== Exercise brief ==
Exact copy, pictures excluded: please retype every record below.

####################

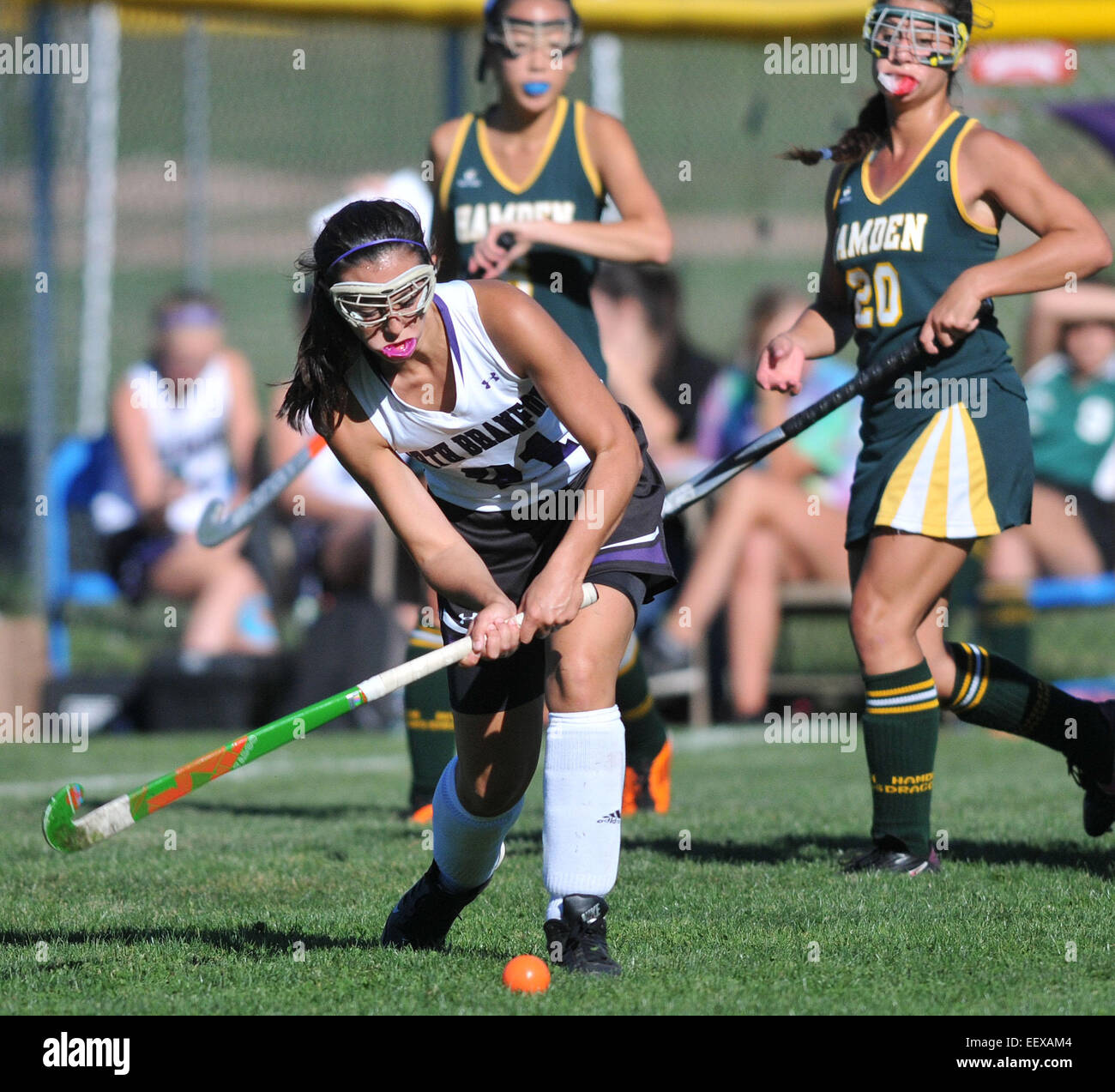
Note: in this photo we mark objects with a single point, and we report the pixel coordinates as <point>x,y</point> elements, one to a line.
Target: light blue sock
<point>467,847</point>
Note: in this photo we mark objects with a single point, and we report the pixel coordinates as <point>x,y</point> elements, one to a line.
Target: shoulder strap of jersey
<point>591,173</point>
<point>450,163</point>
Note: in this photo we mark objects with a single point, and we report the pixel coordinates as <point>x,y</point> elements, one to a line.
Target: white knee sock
<point>583,795</point>
<point>467,848</point>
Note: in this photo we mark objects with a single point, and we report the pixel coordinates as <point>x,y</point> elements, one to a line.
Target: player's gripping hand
<point>490,259</point>
<point>550,602</point>
<point>780,366</point>
<point>952,319</point>
<point>494,632</point>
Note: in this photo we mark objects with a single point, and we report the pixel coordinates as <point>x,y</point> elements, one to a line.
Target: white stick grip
<point>386,682</point>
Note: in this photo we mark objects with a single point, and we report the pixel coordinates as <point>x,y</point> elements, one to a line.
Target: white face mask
<point>930,38</point>
<point>522,36</point>
<point>366,305</point>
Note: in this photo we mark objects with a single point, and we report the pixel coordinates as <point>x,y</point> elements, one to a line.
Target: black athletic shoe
<point>893,858</point>
<point>578,939</point>
<point>423,917</point>
<point>1099,805</point>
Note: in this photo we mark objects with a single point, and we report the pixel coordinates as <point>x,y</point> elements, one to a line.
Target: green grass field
<point>283,873</point>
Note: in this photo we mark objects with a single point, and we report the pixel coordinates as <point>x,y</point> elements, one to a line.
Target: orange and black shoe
<point>649,790</point>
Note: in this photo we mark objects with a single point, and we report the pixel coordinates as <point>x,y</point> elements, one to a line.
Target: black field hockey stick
<point>877,375</point>
<point>216,527</point>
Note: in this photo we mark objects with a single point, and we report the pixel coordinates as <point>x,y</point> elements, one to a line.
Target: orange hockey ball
<point>527,975</point>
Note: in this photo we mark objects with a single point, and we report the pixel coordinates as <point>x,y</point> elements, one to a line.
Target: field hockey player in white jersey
<point>536,482</point>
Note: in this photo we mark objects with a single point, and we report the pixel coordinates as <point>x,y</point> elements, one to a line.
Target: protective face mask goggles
<point>515,37</point>
<point>930,38</point>
<point>366,305</point>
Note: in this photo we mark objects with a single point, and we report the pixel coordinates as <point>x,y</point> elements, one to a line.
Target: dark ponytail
<point>872,124</point>
<point>329,347</point>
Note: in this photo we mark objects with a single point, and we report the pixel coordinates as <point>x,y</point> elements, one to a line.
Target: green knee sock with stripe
<point>430,721</point>
<point>643,727</point>
<point>995,693</point>
<point>900,727</point>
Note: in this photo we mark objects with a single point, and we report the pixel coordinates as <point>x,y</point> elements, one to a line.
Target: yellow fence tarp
<point>748,19</point>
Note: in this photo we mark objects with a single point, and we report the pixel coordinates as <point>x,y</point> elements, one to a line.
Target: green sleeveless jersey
<point>899,252</point>
<point>1073,425</point>
<point>565,186</point>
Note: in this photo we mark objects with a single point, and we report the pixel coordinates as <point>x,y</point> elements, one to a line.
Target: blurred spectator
<point>186,426</point>
<point>653,367</point>
<point>331,520</point>
<point>1071,401</point>
<point>780,521</point>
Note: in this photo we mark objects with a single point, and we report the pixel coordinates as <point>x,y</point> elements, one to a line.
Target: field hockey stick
<point>216,528</point>
<point>68,835</point>
<point>879,374</point>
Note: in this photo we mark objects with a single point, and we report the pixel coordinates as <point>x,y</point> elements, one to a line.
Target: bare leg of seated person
<point>1055,542</point>
<point>230,612</point>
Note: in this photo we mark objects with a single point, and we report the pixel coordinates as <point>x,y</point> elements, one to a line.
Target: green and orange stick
<point>69,835</point>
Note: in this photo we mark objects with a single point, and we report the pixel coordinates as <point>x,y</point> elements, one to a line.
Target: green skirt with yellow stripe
<point>948,461</point>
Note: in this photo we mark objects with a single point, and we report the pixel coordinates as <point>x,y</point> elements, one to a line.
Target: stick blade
<point>210,530</point>
<point>58,825</point>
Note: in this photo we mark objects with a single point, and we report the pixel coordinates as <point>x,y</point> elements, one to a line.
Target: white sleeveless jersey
<point>500,441</point>
<point>189,426</point>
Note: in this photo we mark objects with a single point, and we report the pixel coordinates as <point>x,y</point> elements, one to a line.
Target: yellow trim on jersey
<point>888,709</point>
<point>865,173</point>
<point>840,184</point>
<point>954,160</point>
<point>450,164</point>
<point>582,148</point>
<point>497,172</point>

####################

== Your solution ==
Note: in this photo we mark objects with a single point, and we report the pixel coordinates as <point>x,y</point> elements, one to a line.
Target: light blue sock
<point>467,847</point>
Note: in this photo we mark objects with a single point, and we report the pixel coordinates as <point>x,y</point> elements, one to a line.
Target: shoulder strap of jersey
<point>591,173</point>
<point>450,163</point>
Note: in this photo we mark objects with a single point, and we report the pixel coordinates as <point>x,y</point> elements, one to a line.
Target: white knee sock
<point>583,795</point>
<point>467,848</point>
Note: in this photo we mark objects with a single point, and we report the pixel coordinates as <point>x,y</point> elements, one to a line.
Target: player's gripping hand
<point>490,259</point>
<point>550,602</point>
<point>780,366</point>
<point>952,319</point>
<point>494,632</point>
Note: in this photo we mark objects with a single point, and we report the pixel coordinates as <point>x,y</point> elements, one to a line.
Target: white stick grip
<point>386,682</point>
Note: in this photo we mark objects with a single point, and we report the pixel coordinates as <point>x,y</point> elements, one to a line.
Target: white face mask
<point>930,38</point>
<point>522,36</point>
<point>366,305</point>
Note: in this photo we mark objects with a single point, and we report the pixel coordinates as <point>x,y</point> elements, one to a line.
Target: black athletic shoe
<point>893,858</point>
<point>578,939</point>
<point>423,917</point>
<point>1099,805</point>
Note: in this photo we mark objects with a single point, and we report the pixel coordinates as <point>x,y</point> elements, one to a line.
Target: green grass field
<point>283,873</point>
Note: in this photo we mark objects with a single point, and we report the pixel coordinates as <point>x,y</point> elements, one to a line.
Target: orange and black shoe
<point>649,790</point>
Note: in this photo we mark objects with a single point, and we report the pixel coordinates as <point>x,y</point> elements, one to a line.
Target: black field hockey stick
<point>877,375</point>
<point>216,527</point>
Note: in this photo we mark objects with a single point, and we report the pixel coordinates as <point>x,y</point> elements, one to a line.
Target: orange hockey ball
<point>527,975</point>
Note: in this photo we mark objects with a single point, and we report the pixel coordinates as <point>x,y</point> elements, one to a line.
Target: field hockey player in white jersey
<point>536,482</point>
Note: in this photo we mark objects with a single point, and we report the pixel coordinates as <point>x,y</point> elements, one to a line.
Target: protective face mask goggles
<point>515,37</point>
<point>930,38</point>
<point>366,305</point>
Note: in this photo we mark objects with a single point, and we report the pixel coordinates as <point>x,y</point> elements, one to a line.
Target: dark ponytail
<point>872,124</point>
<point>329,347</point>
Note: in this photo we mark objects with a single point, and we report the pixel coordinates as <point>x,y</point> elements, one to a line.
Target: green knee sock with stripe
<point>430,721</point>
<point>643,727</point>
<point>995,693</point>
<point>900,727</point>
Note: in this photo we mark objects with a single point, and we report the pixel coordinates as <point>x,y</point> elements, one to a line.
Target: yellow fence tarp
<point>748,19</point>
Note: in this photo we mark objects with a single point, and we report the pixel coordinates as <point>x,y</point> elements, one to a line.
Target: green sleeveless jersey
<point>899,252</point>
<point>1073,425</point>
<point>565,186</point>
Note: in this photo we mark objects with a single point, and we report the pixel coordinates as <point>x,y</point> elements, one to a line.
Target: blurred spectator
<point>186,426</point>
<point>653,367</point>
<point>331,520</point>
<point>1071,401</point>
<point>780,521</point>
Note: in this photo we mark objects with a single point, and we report the pixel coordinates as <point>x,y</point> elements, one to a line.
Target: field hockey stick
<point>216,528</point>
<point>68,835</point>
<point>879,374</point>
Note: in this photo we mark objects with a single point, and we report the pixel coordinates as <point>x,y</point> elements, one to a line.
Target: bare leg of seated person
<point>1055,542</point>
<point>230,612</point>
Note: in this photo we mark objects with a single point, and we report the pixel coordinates as <point>x,y</point> elements, one to a line.
Target: green and orange stick
<point>69,835</point>
Note: in this photo we mark objects with a single point, and we report the pixel coordinates as <point>x,y</point> elements, one to a line.
Target: green skirt with yellow stripe
<point>948,461</point>
Note: in this photo we mark objects with a single point, and we report the pixel coordinates as <point>x,y</point> elements, one to a line.
Target: stick blade
<point>210,530</point>
<point>58,825</point>
Note: in this photo we mark objects with a single point, and we report the pixel coordinates as <point>x,y</point> elements, one to a line.
Target: white sleeveless jersey
<point>500,441</point>
<point>189,426</point>
Note: in this photo we mark objects with a single point, and we report the pixel coordinates as <point>x,y</point> elements, one to a line.
Target: yellow trim on jersey
<point>888,709</point>
<point>865,173</point>
<point>840,184</point>
<point>954,160</point>
<point>450,164</point>
<point>582,148</point>
<point>497,172</point>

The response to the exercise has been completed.